* [Lo que se pide]
#1 Cambia el fragmento del texto sobre Boyacá que va de "A la Costa se" a "de mujer sensual.": escríbelo de nuevo con "cacao" en lugar de "café".
#2 Por favor, responde a partir del texto sobre Boyacá:
(a) ¿Qué se busca al ir a la Costa?
(b) ¿Qué se impone en los Santanderes como centinelas impenitentes?
(c) ¿De qué ciudad se deslizan hacia abajo los pueblitos?
#3 Prosigue el texto sobre Boyacá a partir de su última oración.

* [Extracto]
------------------------------------------------------------------------

Por: Gustavo Páez Escobar

A la Costa se va en busca de mar, de sol, de trópico. En el Valle florecen las fértiles campiñas y los espigados talles femeninos. Los farallones se imponen en los Santanderes como centinelas impenitentes en medio de la dureza de la tierra. En el Antiguo Caldas el café brota acariciante como labios encar­nados de mujer sensual.

Cuando se quiera encontrar paisaje, legítimo paisaje, hay que ir a Boyacá. Allí la naturaleza, taciturna y soberbia a la vez, se convierte en el ingrediente mágico sin el cual es imposible concebir la belleza. En Boyacá, sea cualquiera el camino que se escoja, todo adquiere contornos fantásticos. Los pueblitos que se deslizan de Tunja para abajo, cargados de sopor, aparecen a la orilla de la carretera como un desafío a la vida estrepitosa y como si no hubieran despertado aún a los engaños del modernismo. Permanecen estáticos en el tiempo y ajenos a las caravanas de turistas que, deseosas de emociones, tratan de descubrir el misterio de las cosas muertas.

El páramo, en ciertos parajes, parece que cogiera a dentelladas a quienes se atreven a transitar por sus dominios. Allí termina la ilusión del asfalto y comienza la realidad de la vía pedre­gosa, deplorable en muchos trayectos, y entre baches y desfiladeros se prosigue por caminos lentos y polvorientos, frenados para el vértigo y abiertos a la contemplación del paisaje.

------------------------------------------------------------------------

* [Datos mostrados]

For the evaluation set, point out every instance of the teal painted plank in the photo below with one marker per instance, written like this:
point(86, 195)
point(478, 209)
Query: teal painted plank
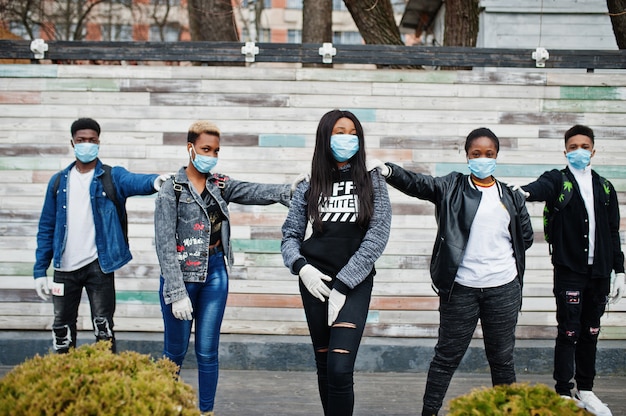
point(256, 246)
point(281, 140)
point(28, 71)
point(584, 106)
point(373, 317)
point(137, 296)
point(592, 93)
point(18, 269)
point(528, 171)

------------------------------------------------------------------------

* [Respuestas]
#1
A la Costa se va en busca de mar, de sol, de trópico. En el Valle florecen las fértiles campiñas y los espigados talles femeninos. Los farallones se imponen en los Santanderes como centinelas impenitentes en medio de la dureza de la tierra. En el Antiguo Caldas el cacao brota acariciante como labios encar­nados de mujer sensual.

#2
(a) Mar, sol y trópico.
(b) Los farallones.
(c) De Tunja.

#3
Es ahí donde surge en todo su esplendor el magne­tismo de la naturaleza incontaminada. Los frailejones, que certifican el de­curso de siglos de quietud y la presencia inequívoca del páramo, son guardianes de territorios solitarios donde el hombre mismo estorba entre tanto sosiego y tanta desprevención. El sol temeroso se esconde entre los pedre­gones y espía de soslayo el paso de los vehículos, mientras las corrientes de aguas cantarinas, verdaderas oraciones de la montaña, susurran sus lamentos. ¿Serán lamentos o serán alborozos?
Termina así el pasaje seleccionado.